• [PASSAGE TO READ]

Statistical Preliminaries

Analysis of the state and local government sector is limited by the quantity and quality of economic data. One of the complications arises from the enormous number of government units - more than 80,000. Definitions, fiscal reporting periods, and the range of spending priorities vary widely within as well as across states. The national income and product accounts, which provide information about these governments on a conceptually consistent basis, form the framework for much of the macroeconomic analysis of the sector.

Separate data for state governments and local governments are available only for the period 1959-88. Even if the database were more current, it is not clear that these two levels of government should be separated when examining general trends in spending and taxation, because the division of responsibilities between states and localities varies considerably from state to state. Some states perform functions that are carried out by local governments in other states. For example, Hawaii administers the state's public elementary and secondary schools and funds 92 percent of expenditures, whereas New Hampshire funds only 7 percent of public school expenditures. The mix of state and local taxes shows a similarly wide divergence. The percentage of total state and local own-source general revenue that is raised by states varies from a high of 69 percent in Hawaii to a low of 39 percent in New Hampshire and Colorado.

• [DATA SECTION]

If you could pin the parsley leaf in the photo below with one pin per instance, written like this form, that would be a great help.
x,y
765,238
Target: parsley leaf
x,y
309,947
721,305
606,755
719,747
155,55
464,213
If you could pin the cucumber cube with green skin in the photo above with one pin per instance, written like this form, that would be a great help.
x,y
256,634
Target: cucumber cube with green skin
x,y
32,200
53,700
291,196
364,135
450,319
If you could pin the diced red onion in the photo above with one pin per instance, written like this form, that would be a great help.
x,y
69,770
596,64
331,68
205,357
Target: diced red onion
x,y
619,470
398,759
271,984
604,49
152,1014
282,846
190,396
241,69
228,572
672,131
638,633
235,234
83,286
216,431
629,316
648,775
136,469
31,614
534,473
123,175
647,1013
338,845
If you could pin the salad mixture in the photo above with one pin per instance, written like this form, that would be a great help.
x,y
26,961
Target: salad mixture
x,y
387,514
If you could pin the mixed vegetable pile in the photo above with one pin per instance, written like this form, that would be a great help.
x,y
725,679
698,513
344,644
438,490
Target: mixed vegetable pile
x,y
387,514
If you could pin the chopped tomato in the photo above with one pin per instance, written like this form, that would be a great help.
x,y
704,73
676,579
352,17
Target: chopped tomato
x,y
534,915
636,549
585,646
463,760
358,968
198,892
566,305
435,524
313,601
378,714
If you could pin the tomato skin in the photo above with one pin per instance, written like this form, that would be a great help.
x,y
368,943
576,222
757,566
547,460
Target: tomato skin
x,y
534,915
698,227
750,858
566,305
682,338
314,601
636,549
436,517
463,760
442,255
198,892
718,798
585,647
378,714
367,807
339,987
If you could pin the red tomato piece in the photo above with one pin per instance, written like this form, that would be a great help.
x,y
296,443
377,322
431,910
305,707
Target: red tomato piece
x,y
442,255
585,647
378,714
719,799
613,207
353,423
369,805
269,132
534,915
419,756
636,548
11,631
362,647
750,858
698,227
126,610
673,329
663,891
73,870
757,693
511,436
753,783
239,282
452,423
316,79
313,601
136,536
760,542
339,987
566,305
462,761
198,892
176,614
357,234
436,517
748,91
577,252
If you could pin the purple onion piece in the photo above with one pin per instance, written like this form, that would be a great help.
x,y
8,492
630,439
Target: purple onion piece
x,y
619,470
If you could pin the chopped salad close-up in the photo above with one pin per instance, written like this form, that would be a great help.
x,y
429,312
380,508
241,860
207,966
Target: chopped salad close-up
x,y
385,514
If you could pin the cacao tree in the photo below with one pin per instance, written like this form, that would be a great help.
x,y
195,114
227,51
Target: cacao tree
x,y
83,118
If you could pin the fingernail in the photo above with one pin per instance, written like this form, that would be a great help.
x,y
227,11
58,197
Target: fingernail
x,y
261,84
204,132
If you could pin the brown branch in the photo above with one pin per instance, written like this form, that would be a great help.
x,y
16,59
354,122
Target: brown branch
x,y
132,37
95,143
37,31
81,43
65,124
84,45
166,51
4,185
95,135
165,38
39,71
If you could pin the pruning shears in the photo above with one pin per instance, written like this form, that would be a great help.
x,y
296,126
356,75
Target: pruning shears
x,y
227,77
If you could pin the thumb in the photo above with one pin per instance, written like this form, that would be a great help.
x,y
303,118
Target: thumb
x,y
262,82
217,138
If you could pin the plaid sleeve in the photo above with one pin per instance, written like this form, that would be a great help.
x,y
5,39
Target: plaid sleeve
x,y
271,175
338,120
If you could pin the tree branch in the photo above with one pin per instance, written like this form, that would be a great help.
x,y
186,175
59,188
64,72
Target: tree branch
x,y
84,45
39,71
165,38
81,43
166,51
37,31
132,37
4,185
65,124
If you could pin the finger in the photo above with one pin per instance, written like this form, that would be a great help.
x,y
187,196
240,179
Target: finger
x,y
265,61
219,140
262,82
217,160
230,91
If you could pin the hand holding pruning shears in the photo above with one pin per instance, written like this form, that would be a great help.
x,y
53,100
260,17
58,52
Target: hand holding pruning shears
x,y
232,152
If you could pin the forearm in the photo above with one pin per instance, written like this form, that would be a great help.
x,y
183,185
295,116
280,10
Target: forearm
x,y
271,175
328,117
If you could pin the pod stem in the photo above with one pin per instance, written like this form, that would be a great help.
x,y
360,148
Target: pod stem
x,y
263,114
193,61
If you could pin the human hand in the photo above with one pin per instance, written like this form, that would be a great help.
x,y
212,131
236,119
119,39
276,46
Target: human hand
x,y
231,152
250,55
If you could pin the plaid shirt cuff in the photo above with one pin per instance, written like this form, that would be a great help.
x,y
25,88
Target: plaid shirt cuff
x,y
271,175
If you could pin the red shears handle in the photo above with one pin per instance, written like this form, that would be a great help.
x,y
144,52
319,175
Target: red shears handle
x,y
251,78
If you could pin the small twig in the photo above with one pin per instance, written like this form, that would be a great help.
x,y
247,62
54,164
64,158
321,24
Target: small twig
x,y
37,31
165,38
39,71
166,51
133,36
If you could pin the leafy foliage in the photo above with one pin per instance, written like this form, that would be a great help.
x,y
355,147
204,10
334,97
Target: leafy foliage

• [DIRECTIONS]
1 - Which U.S. states does the statistical preliminaries passage name? List each one once.
2 - Translate this sentence from the statistical preliminaries passage into Spanish: "Some states perform functions that are carried out by local governments in other states."

• [ANSWERS BY ITEM NUMBER]
1 -
Hawaii
New Hampshire
Colorado

2 - Algunos estados desempeñan funciones que en otros estados llevan a cabo los gobiernos locales.